§ Exercise A
Duplicate the lines in the rows below, beginning with the line that contains "Might I trouble you for the coordinates of the forest" and continuing through the end of the rows.

§ Excerpted text
........

Despite the delivery of east-Australian gas at these prices being ridiculed by independent market analysts, https://www.afr.com/policy/energy-and-climate/more-gas-is-hot-air-without-imports-capital-and-a-market-price-20200527-p54x2e gas-using manufacturers have been urging the Morrison government to impose on producers an obligation to supply them at a “competitive price.”
By a “competitive price” they don’t mean a domestic price that is competitive with east-Australian export prices. Rather, they mean the east-Australian long-term contract delivered price must be competitive with US prices – specifically the Henry Hub price, which is a gas price at a pipeline hub in Louisiana.
In other words, east-Australian manufacturers are demanding the government requires east-Australian gas producers to supply them at prices that make their energy inputs competitive with those of US manufacturers.
Like current US gas sources, gas from Bass Strait and the Cooper Basin was historically associated with highly valuable liquids when extracted, but new large-scale gas resources such as Queensland coal-seam gas do not have liquids. Nor does Australia have the extensive pipeline network of the US.

........

§ Saved entries
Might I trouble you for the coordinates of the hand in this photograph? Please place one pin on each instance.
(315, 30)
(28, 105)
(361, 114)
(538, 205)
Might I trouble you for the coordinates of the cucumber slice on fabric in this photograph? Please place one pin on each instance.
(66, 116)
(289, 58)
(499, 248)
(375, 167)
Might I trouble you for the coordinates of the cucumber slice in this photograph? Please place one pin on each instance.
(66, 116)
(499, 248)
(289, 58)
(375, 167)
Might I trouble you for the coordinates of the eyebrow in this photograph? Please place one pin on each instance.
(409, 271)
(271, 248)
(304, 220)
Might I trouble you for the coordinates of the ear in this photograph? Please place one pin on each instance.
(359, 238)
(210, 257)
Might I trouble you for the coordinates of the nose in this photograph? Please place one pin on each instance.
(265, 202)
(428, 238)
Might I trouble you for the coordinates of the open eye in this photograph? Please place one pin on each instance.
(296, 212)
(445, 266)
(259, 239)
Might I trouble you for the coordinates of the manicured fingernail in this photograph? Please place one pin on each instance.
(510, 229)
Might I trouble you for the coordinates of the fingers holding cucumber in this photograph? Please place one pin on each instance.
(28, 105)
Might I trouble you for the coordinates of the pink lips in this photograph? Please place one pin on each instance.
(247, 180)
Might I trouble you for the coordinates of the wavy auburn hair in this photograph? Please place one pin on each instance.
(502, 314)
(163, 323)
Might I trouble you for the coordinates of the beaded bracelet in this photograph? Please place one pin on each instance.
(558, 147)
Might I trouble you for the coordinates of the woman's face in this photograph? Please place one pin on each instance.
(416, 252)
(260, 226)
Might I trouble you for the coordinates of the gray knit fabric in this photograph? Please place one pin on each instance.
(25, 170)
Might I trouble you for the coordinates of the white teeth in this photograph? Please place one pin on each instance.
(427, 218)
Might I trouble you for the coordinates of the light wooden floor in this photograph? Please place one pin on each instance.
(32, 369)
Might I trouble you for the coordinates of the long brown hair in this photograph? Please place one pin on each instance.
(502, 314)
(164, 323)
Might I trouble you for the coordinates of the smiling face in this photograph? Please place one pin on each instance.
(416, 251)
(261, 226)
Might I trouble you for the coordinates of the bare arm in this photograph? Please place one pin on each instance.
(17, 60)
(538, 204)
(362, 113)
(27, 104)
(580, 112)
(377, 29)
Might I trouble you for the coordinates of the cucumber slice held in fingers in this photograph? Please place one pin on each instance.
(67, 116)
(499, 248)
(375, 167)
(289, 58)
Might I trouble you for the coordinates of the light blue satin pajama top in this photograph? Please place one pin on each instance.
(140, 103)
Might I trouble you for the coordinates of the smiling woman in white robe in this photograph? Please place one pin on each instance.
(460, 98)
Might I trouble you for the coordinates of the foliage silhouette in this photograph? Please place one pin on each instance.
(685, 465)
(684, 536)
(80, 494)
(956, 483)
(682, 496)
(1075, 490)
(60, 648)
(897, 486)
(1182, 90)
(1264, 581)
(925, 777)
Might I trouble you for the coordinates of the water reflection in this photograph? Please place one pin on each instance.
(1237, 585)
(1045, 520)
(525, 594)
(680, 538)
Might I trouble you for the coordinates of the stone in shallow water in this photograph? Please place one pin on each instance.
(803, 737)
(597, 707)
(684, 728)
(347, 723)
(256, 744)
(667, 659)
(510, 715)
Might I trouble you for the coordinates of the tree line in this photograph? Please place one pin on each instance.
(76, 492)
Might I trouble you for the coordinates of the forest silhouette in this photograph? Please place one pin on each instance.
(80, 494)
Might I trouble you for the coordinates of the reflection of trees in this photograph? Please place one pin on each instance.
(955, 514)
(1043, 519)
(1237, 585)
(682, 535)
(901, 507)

........

§ Exercise B
Set down the entire excerpt on east-Australian gas prices above, word for word.

§ Exercise answer A
Might I trouble you for the coordinates of the forest silhouette in this photograph? Please place one pin on each instance.
(80, 494)
Might I trouble you for the coordinates of the reflection of trees in this photograph? Please place one pin on each instance.
(955, 514)
(1043, 519)
(1237, 585)
(682, 535)
(901, 507)

§ Exercise answer B
Despite the delivery of east-Australian gas at these prices being ridiculed by independent market analysts, https://www.afr.com/policy/energy-and-climate/more-gas-is-hot-air-without-imports-capital-and-a-market-price-20200527-p54x2e gas-using manufacturers have been urging the Morrison government to impose on producers an obligation to supply them at a “competitive price.”
By a “competitive price” they don’t mean a domestic price that is competitive with east-Australian export prices. Rather, they mean the east-Australian long-term contract delivered price must be competitive with US prices – specifically the Henry Hub price, which is a gas price at a pipeline hub in Louisiana.
In other words, east-Australian manufacturers are demanding the government requires east-Australian gas producers to supply them at prices that make their energy inputs competitive with those of US manufacturers.
Like current US gas sources, gas from Bass Strait and the Cooper Basin was historically associated with highly valuable liquids when extracted, but new large-scale gas resources such as Queensland coal-seam gas do not have liquids. Nor does Australia have the extensive pipeline network of the US.